═════ GIVEN PASSAGE

On the drive from
the Calgary airport to the hotel for our honeymoon, my new husband casually
mentioned that he would need to find a criminal defense attorney when we got
home.
“I’ll probably
just plead no contest to rioting,” Alex said as we sped by the brown prairie
grass. “And the resisting arrest. That’s just something they always tack on.”
I clutched the
door handle of the little red rental car, feeling lightheaded and panicky.
“What?” I said.
The Rocky
Mountains, once so lovely in the distance, now loomed before us.
“The obstruction
of justice is a trumped-up charge,” he continued, “but it’s definitely
something to deal with.”
“What?” I said
again.
He began to
explain, in a calm and lawyerly way, what the charge meant and why it wasn’t really
applicable in this case.
“No, I mean: What in God’s name are you
talking about?” That’s the clean version of what I said.
Alex explained
that on the night of his bachelor party, he and a few other friends had gotten
into a drunken argument with some locals in the only bar in town, apparently
over a flip-flop. Someone, at some point, threw a punch, and it all went
downhill from there.

══════════
═════ DATA FOR REVIEW

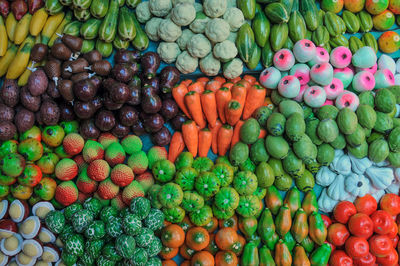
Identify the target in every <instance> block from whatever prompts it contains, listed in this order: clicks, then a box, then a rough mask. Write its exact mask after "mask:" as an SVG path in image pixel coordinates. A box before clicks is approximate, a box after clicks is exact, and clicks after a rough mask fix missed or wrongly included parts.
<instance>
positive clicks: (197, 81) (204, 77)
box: [197, 77, 210, 87]
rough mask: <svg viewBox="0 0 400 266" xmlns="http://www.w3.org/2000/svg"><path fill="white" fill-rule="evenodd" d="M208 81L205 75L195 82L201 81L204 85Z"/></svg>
mask: <svg viewBox="0 0 400 266" xmlns="http://www.w3.org/2000/svg"><path fill="white" fill-rule="evenodd" d="M208 81H210V79H209V78H207V77H201V78H198V79H197V82H200V83H203V87H206V84H207V82H208Z"/></svg>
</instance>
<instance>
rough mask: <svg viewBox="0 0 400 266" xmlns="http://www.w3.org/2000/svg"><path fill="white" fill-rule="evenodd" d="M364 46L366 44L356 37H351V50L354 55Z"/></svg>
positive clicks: (350, 44) (349, 39)
mask: <svg viewBox="0 0 400 266" xmlns="http://www.w3.org/2000/svg"><path fill="white" fill-rule="evenodd" d="M363 46H364V43H363V42H362V41H361V40H360V39H359V38H358V37H356V36H351V37H350V39H349V48H350V51H351V53H352V54H354V53H355V52H357V51H358V49H360V48H361V47H363Z"/></svg>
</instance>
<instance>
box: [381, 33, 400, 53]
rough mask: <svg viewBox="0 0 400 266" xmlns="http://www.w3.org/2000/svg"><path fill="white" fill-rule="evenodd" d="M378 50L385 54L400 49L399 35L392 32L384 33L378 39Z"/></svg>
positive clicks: (395, 51)
mask: <svg viewBox="0 0 400 266" xmlns="http://www.w3.org/2000/svg"><path fill="white" fill-rule="evenodd" d="M378 45H379V49H380V50H381V51H382V52H384V53H387V54H390V53H394V52H396V51H397V50H399V47H400V35H399V34H398V33H396V32H394V31H386V32H384V33H383V34H382V35H381V36H380V37H379V39H378Z"/></svg>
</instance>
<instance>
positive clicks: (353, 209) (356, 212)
mask: <svg viewBox="0 0 400 266" xmlns="http://www.w3.org/2000/svg"><path fill="white" fill-rule="evenodd" d="M356 213H357V210H356V207H355V206H354V204H353V203H351V202H350V201H341V202H339V203H338V204H337V205H336V206H335V208H334V209H333V216H334V217H335V220H336V221H338V222H339V223H342V224H347V221H348V220H349V219H350V217H351V216H352V215H354V214H356Z"/></svg>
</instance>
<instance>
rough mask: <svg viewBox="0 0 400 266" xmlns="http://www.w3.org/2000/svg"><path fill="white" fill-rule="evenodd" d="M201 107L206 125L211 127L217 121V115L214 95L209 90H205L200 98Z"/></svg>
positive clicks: (214, 95) (216, 102)
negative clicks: (204, 115)
mask: <svg viewBox="0 0 400 266" xmlns="http://www.w3.org/2000/svg"><path fill="white" fill-rule="evenodd" d="M200 98H201V107H202V108H203V113H204V115H205V116H206V118H207V122H208V124H209V125H210V126H211V127H213V126H215V122H216V121H217V119H218V113H217V102H216V100H215V93H214V92H213V91H210V90H206V91H204V92H203V94H202V95H201V96H200Z"/></svg>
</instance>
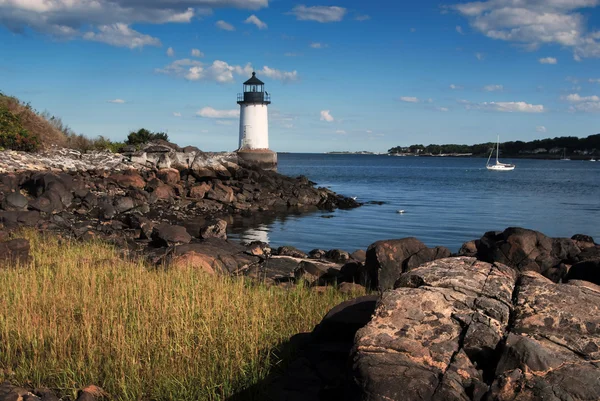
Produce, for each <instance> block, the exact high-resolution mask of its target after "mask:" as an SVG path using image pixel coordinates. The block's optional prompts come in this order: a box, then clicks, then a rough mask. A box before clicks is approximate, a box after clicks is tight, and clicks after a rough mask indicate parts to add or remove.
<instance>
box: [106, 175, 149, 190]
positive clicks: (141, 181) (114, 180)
mask: <svg viewBox="0 0 600 401" xmlns="http://www.w3.org/2000/svg"><path fill="white" fill-rule="evenodd" d="M109 179H110V180H112V181H113V182H114V183H115V184H117V185H118V186H120V187H121V188H138V189H143V188H144V187H145V186H146V182H145V181H144V179H143V178H142V177H141V176H140V175H139V174H137V173H135V172H133V171H128V172H126V173H125V174H113V175H111V176H110V177H109Z"/></svg>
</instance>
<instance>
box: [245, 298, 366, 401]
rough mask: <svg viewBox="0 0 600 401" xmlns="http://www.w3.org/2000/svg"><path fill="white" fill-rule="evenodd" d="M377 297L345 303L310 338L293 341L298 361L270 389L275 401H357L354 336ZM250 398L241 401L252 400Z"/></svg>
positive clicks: (310, 335)
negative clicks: (353, 348) (352, 372)
mask: <svg viewBox="0 0 600 401" xmlns="http://www.w3.org/2000/svg"><path fill="white" fill-rule="evenodd" d="M377 298H378V297H377V296H376V295H367V296H363V297H359V298H354V299H351V300H348V301H346V302H343V303H341V304H339V305H338V306H336V307H335V308H333V309H332V310H331V311H329V312H328V313H327V315H326V316H325V317H324V318H323V320H322V321H321V323H319V324H318V325H317V327H316V328H315V330H314V331H313V332H312V333H311V334H310V335H306V334H300V335H297V336H295V337H294V338H292V340H291V341H293V342H294V343H295V344H294V345H296V347H297V348H298V350H297V352H296V353H295V354H296V358H295V359H294V361H292V362H291V363H290V364H289V366H288V367H287V369H286V371H285V372H284V373H283V375H281V376H280V377H278V378H277V379H276V381H275V383H273V384H272V385H271V386H270V389H269V390H270V391H269V396H270V398H268V399H272V400H299V401H300V400H354V399H356V397H357V395H359V394H360V392H359V391H357V390H358V389H357V388H356V386H355V385H354V382H353V380H352V375H351V372H350V370H349V369H348V368H349V366H348V354H349V353H350V350H351V349H352V343H353V339H354V336H355V334H356V332H357V330H359V329H360V328H361V327H363V326H364V325H365V324H367V323H368V322H369V320H370V319H371V315H372V314H373V311H374V310H375V305H376V303H377ZM250 398H251V396H250V395H249V396H248V397H241V398H240V399H250Z"/></svg>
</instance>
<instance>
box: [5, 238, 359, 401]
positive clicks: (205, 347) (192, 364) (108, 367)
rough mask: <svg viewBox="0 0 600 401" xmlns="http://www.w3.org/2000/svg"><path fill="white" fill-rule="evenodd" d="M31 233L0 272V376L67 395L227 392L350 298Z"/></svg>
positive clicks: (278, 360) (335, 291)
mask: <svg viewBox="0 0 600 401" xmlns="http://www.w3.org/2000/svg"><path fill="white" fill-rule="evenodd" d="M25 235H26V236H27V237H28V238H29V239H30V240H31V245H32V260H31V262H30V263H29V264H28V265H26V266H20V267H8V268H0V382H1V381H3V380H10V381H11V382H13V383H15V384H20V385H29V386H33V387H37V386H45V387H49V388H52V389H55V390H58V391H59V393H60V394H61V395H66V396H70V397H74V395H75V392H76V389H78V388H81V387H83V386H85V385H88V384H96V385H99V386H100V387H102V388H104V390H106V391H107V392H108V394H109V397H110V399H116V400H217V399H223V398H226V397H228V396H230V395H233V394H235V393H237V392H239V391H240V390H242V389H244V388H247V387H250V386H252V385H253V384H256V383H259V382H260V381H261V380H263V379H264V378H265V377H267V376H268V375H269V373H271V371H272V369H273V366H274V365H276V364H278V363H279V362H280V358H279V356H278V355H277V351H276V350H277V346H278V344H281V343H282V342H285V341H287V340H288V339H289V338H290V336H292V335H293V334H295V333H298V332H303V331H309V330H311V329H312V328H313V327H314V325H315V324H316V323H318V321H319V320H320V319H321V318H322V316H323V315H324V314H325V313H326V312H327V310H328V309H330V308H331V307H333V306H334V305H336V304H338V303H339V302H341V301H343V300H344V299H345V298H347V297H348V296H344V295H342V294H340V293H339V292H337V291H335V290H334V289H331V290H329V291H326V292H325V293H317V292H315V291H312V290H311V289H309V288H305V287H301V286H299V287H296V288H294V289H290V290H284V289H280V288H277V287H268V286H265V285H262V284H256V283H252V282H249V281H245V280H243V279H236V278H228V277H219V276H211V275H207V274H205V273H202V272H199V271H197V270H195V269H194V268H192V267H190V268H184V269H178V270H152V269H148V268H146V267H145V266H144V265H143V264H142V263H141V262H131V261H126V260H124V259H122V258H120V257H119V256H118V252H117V250H115V249H113V248H112V247H110V246H108V245H106V244H102V243H79V242H70V241H64V240H63V241H62V242H61V240H59V239H58V238H56V237H49V236H43V235H40V234H36V233H34V232H26V233H25Z"/></svg>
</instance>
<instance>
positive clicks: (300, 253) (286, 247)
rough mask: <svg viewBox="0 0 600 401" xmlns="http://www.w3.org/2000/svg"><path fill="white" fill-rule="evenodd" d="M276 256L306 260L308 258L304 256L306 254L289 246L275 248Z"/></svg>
mask: <svg viewBox="0 0 600 401" xmlns="http://www.w3.org/2000/svg"><path fill="white" fill-rule="evenodd" d="M276 254H277V255H280V256H291V257H293V258H307V257H308V256H307V255H306V253H304V252H302V251H301V250H299V249H298V248H295V247H293V246H289V245H284V246H280V247H279V248H277V252H276Z"/></svg>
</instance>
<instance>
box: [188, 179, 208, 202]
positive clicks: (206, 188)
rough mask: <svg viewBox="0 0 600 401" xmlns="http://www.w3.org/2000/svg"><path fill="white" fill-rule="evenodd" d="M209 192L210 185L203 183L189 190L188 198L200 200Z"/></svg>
mask: <svg viewBox="0 0 600 401" xmlns="http://www.w3.org/2000/svg"><path fill="white" fill-rule="evenodd" d="M208 191H210V184H208V183H206V182H203V183H202V184H199V185H195V186H193V187H192V188H190V198H194V199H202V198H204V196H205V195H206V193H207V192H208Z"/></svg>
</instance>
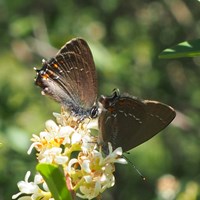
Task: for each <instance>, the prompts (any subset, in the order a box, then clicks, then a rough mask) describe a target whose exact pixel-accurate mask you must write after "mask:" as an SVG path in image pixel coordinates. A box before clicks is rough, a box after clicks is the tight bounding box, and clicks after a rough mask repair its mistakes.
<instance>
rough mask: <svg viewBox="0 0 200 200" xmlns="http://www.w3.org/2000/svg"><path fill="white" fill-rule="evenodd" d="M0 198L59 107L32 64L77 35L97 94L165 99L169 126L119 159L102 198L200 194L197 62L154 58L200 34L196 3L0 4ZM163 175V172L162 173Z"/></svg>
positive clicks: (109, 2)
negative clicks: (170, 115)
mask: <svg viewBox="0 0 200 200" xmlns="http://www.w3.org/2000/svg"><path fill="white" fill-rule="evenodd" d="M0 36H1V37H0V48H1V50H0V142H1V143H2V144H1V146H0V160H1V161H0V199H1V200H8V199H11V196H12V194H15V193H17V192H18V188H17V182H18V181H20V180H23V179H24V175H25V173H26V171H28V170H31V171H32V172H33V173H34V172H35V165H36V159H35V157H34V153H32V155H31V156H28V155H27V153H26V152H27V150H28V148H29V146H30V144H31V143H30V138H31V135H32V134H38V133H39V132H40V131H42V130H43V129H44V122H45V121H46V120H48V119H53V116H52V112H53V111H57V112H59V111H60V106H59V105H57V104H56V103H55V102H53V101H52V100H50V99H48V98H47V97H43V96H41V94H40V89H39V88H37V87H36V86H35V85H34V81H33V80H34V77H35V72H34V70H33V67H36V66H37V67H38V68H40V67H41V60H42V59H43V58H46V59H48V58H50V57H52V56H54V55H55V52H56V51H57V49H59V48H60V47H61V46H62V45H63V44H64V43H65V42H66V41H68V40H70V39H72V38H73V37H77V36H79V37H83V38H84V39H85V40H86V41H87V42H88V43H89V45H90V47H91V50H92V52H93V56H94V60H95V63H96V68H97V73H98V84H99V95H100V94H104V95H109V94H110V93H111V91H112V90H113V89H114V88H116V87H117V88H119V89H120V90H121V91H122V92H128V93H130V94H132V95H134V96H138V97H140V98H143V99H153V100H158V101H161V102H164V103H167V104H169V105H171V106H173V107H174V108H175V109H176V110H177V111H178V115H177V118H176V120H175V121H174V123H173V124H172V125H170V126H169V127H168V128H167V129H166V130H164V131H162V133H161V134H159V135H157V136H156V137H154V138H153V139H152V140H150V141H148V142H146V143H145V144H142V145H141V146H139V147H137V148H135V149H133V150H132V151H131V154H130V155H128V156H129V159H130V160H131V161H132V162H133V163H134V165H136V167H137V168H138V169H139V170H140V171H141V173H142V174H143V175H144V176H145V177H146V179H147V180H146V181H143V180H142V179H141V178H140V176H139V175H138V174H137V172H136V171H135V169H134V168H133V166H132V165H131V164H129V165H126V166H121V165H120V166H117V170H116V185H115V186H114V187H113V188H111V189H108V190H107V191H106V192H105V194H103V199H109V200H121V199H129V200H135V199H136V200H137V199H139V200H140V199H142V200H145V199H148V200H149V199H155V200H162V199H164V200H172V199H179V200H196V199H200V128H199V122H200V115H199V111H200V59H199V58H198V57H197V58H189V59H188V58H187V59H176V60H175V59H174V60H159V59H158V55H159V53H160V52H161V51H162V50H164V49H165V48H167V47H170V46H172V45H175V44H177V43H179V42H181V41H185V40H189V39H196V38H199V37H200V2H198V1H196V0H190V1H186V0H185V1H183V0H162V1H148V0H144V1H140V0H126V1H123V0H85V1H81V0H74V1H72V0H65V1H57V0H52V1H45V0H44V1H38V0H35V1H33V0H29V1H25V0H15V1H11V0H1V1H0ZM169 174H170V175H169Z"/></svg>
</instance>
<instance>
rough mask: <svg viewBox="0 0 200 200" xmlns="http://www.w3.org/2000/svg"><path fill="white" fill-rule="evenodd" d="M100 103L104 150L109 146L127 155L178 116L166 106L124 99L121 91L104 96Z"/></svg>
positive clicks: (101, 127) (155, 133)
mask: <svg viewBox="0 0 200 200" xmlns="http://www.w3.org/2000/svg"><path fill="white" fill-rule="evenodd" d="M99 102H100V103H101V104H102V111H101V114H100V115H99V122H98V123H99V129H100V134H99V143H100V144H101V145H102V146H103V149H104V150H107V149H108V145H107V144H108V142H110V143H111V144H112V147H113V148H114V149H115V148H117V147H122V149H123V151H128V150H130V149H132V148H134V147H136V146H138V145H140V144H142V143H144V142H145V141H147V140H149V139H150V138H152V137H153V136H154V135H156V134H157V133H159V132H160V131H161V130H163V129H164V128H165V127H167V126H168V125H169V124H170V123H171V122H172V120H173V119H174V118H175V116H176V112H175V110H174V109H173V108H172V107H170V106H168V105H166V104H164V103H161V102H158V101H151V100H140V99H138V98H136V97H132V96H130V95H128V94H124V95H121V94H120V92H119V90H114V92H113V94H112V95H111V96H103V95H102V96H101V97H100V98H99Z"/></svg>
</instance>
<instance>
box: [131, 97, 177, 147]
mask: <svg viewBox="0 0 200 200" xmlns="http://www.w3.org/2000/svg"><path fill="white" fill-rule="evenodd" d="M142 102H143V103H144V105H145V120H144V122H143V126H141V127H140V129H139V130H138V131H137V132H135V133H134V134H133V135H134V140H135V143H134V147H135V146H138V145H140V144H142V143H143V142H145V141H147V140H149V139H151V138H152V137H153V136H154V135H156V134H157V133H159V132H160V131H162V130H163V129H164V128H166V127H167V126H168V125H169V124H170V123H171V122H172V120H173V119H174V118H175V116H176V112H175V111H174V109H173V108H172V107H170V106H168V105H166V104H163V103H161V102H158V101H150V100H144V101H142Z"/></svg>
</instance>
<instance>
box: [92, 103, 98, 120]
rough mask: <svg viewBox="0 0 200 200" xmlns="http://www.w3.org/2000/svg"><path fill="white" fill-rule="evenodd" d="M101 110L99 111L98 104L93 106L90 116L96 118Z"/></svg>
mask: <svg viewBox="0 0 200 200" xmlns="http://www.w3.org/2000/svg"><path fill="white" fill-rule="evenodd" d="M98 114H99V112H98V107H97V106H93V107H92V109H91V110H90V117H91V118H96V117H97V116H98Z"/></svg>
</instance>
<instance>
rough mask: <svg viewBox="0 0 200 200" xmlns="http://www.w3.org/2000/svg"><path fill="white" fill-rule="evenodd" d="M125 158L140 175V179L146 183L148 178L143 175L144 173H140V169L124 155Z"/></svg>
mask: <svg viewBox="0 0 200 200" xmlns="http://www.w3.org/2000/svg"><path fill="white" fill-rule="evenodd" d="M123 157H124V159H126V161H127V162H129V163H130V164H131V165H132V166H133V167H134V169H135V170H136V172H137V173H138V174H139V175H140V177H141V178H142V180H143V181H145V180H146V178H145V177H144V176H143V175H142V173H141V172H140V171H139V169H137V167H136V166H135V165H134V164H133V162H132V161H131V160H130V159H128V158H127V157H126V156H125V155H123Z"/></svg>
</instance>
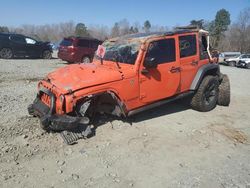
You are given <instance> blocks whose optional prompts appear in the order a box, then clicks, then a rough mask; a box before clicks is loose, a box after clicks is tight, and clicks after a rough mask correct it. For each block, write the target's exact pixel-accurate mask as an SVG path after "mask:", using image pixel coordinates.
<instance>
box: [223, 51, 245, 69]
mask: <svg viewBox="0 0 250 188" xmlns="http://www.w3.org/2000/svg"><path fill="white" fill-rule="evenodd" d="M248 60H250V54H241V55H239V56H235V57H230V58H228V59H226V60H225V62H226V64H227V65H229V66H232V67H235V66H237V67H238V66H239V65H238V64H239V62H240V61H242V62H244V61H248Z"/></svg>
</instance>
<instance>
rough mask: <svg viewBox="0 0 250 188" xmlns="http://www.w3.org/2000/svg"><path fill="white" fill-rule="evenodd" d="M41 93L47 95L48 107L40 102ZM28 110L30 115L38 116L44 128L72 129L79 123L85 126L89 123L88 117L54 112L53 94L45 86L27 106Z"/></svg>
mask: <svg viewBox="0 0 250 188" xmlns="http://www.w3.org/2000/svg"><path fill="white" fill-rule="evenodd" d="M42 93H45V94H46V95H48V96H49V98H50V107H48V106H47V105H46V104H44V103H43V102H42V100H41V95H42ZM28 112H29V114H30V115H33V116H37V117H39V118H40V122H41V126H42V128H43V129H45V130H53V131H63V130H72V129H75V128H76V127H78V126H79V125H85V126H87V125H88V124H89V119H88V118H87V117H75V116H69V115H67V114H63V115H58V114H55V96H54V94H53V93H52V92H51V91H50V90H48V89H46V88H40V90H39V92H38V94H37V97H36V99H35V100H34V102H33V104H31V105H29V106H28Z"/></svg>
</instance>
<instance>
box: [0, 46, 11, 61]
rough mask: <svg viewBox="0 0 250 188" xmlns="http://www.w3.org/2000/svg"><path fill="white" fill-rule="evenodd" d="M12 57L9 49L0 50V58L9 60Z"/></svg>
mask: <svg viewBox="0 0 250 188" xmlns="http://www.w3.org/2000/svg"><path fill="white" fill-rule="evenodd" d="M12 57H13V52H12V50H11V49H10V48H2V49H1V50H0V58H3V59H11V58H12Z"/></svg>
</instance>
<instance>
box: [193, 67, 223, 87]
mask: <svg viewBox="0 0 250 188" xmlns="http://www.w3.org/2000/svg"><path fill="white" fill-rule="evenodd" d="M211 73H212V75H218V76H220V66H219V65H218V64H206V65H203V66H201V67H200V68H199V70H198V71H197V73H196V75H195V77H194V79H193V82H192V84H191V86H190V90H196V89H198V87H199V85H200V83H201V81H202V79H203V78H204V76H205V75H207V74H211Z"/></svg>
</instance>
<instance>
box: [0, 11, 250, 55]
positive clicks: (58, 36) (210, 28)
mask: <svg viewBox="0 0 250 188" xmlns="http://www.w3.org/2000/svg"><path fill="white" fill-rule="evenodd" d="M189 25H192V26H196V27H198V28H201V29H205V30H208V31H209V33H210V36H211V37H210V38H211V45H212V46H213V47H214V48H216V49H218V50H219V51H239V52H242V53H247V52H248V53H250V7H249V8H246V9H244V10H242V11H241V12H240V13H239V16H238V18H237V20H236V21H235V22H233V23H231V19H230V13H229V12H228V11H227V10H225V9H221V10H219V11H217V13H216V15H215V18H214V20H210V21H207V20H204V19H200V20H191V21H190V23H189ZM168 30H169V28H168V27H167V26H158V25H153V24H151V23H150V21H149V20H146V21H145V22H144V23H143V24H142V25H141V24H140V23H139V22H135V23H134V24H130V23H129V22H128V20H126V19H122V20H120V21H118V22H115V23H114V25H113V26H112V27H108V26H105V25H89V26H88V27H87V26H86V25H85V24H84V23H77V24H75V23H74V22H73V21H69V22H64V23H59V24H46V25H22V26H20V27H10V28H8V27H6V26H2V27H1V26H0V32H12V33H20V34H25V35H28V36H31V37H34V38H35V39H37V40H43V41H52V42H58V41H60V40H62V38H63V37H67V36H82V37H94V38H98V39H100V40H105V39H108V38H111V37H119V36H122V35H126V34H132V33H138V32H155V31H168Z"/></svg>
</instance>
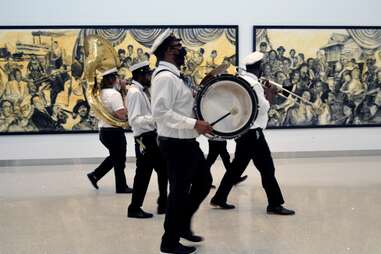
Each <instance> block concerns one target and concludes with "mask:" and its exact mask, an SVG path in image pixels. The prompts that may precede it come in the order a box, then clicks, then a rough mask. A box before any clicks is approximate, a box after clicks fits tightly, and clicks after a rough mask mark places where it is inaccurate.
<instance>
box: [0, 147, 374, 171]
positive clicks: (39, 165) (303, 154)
mask: <svg viewBox="0 0 381 254" xmlns="http://www.w3.org/2000/svg"><path fill="white" fill-rule="evenodd" d="M272 155H273V158H274V159H291V158H318V157H352V156H381V150H351V151H302V152H273V153H272ZM233 156H234V155H232V157H233ZM103 159H104V158H101V157H93V158H60V159H23V160H0V167H17V166H40V165H74V164H98V163H101V162H102V160H103ZM127 161H128V162H135V161H136V158H135V157H127Z"/></svg>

══════════

Reproduce word for word the portion of the honeymoon passage from "I clutched the" up to and including "in this case.". The records are separate from the passage and have nothing to do with it.

I clutched the
door handle of the little red rental car, feeling lightheaded and panicky.
“What?” I said.
The Rocky
Mountains, once so lovely in the distance, now loomed before us.
“The obstruction
of justice is a trumped-up charge,” he continued, “but it’s definitely
something to deal with.”
“What?” I said
again.
He began to
explain, in a calm and lawyerly way, what the charge meant and why it wasn’t really
applicable in this case.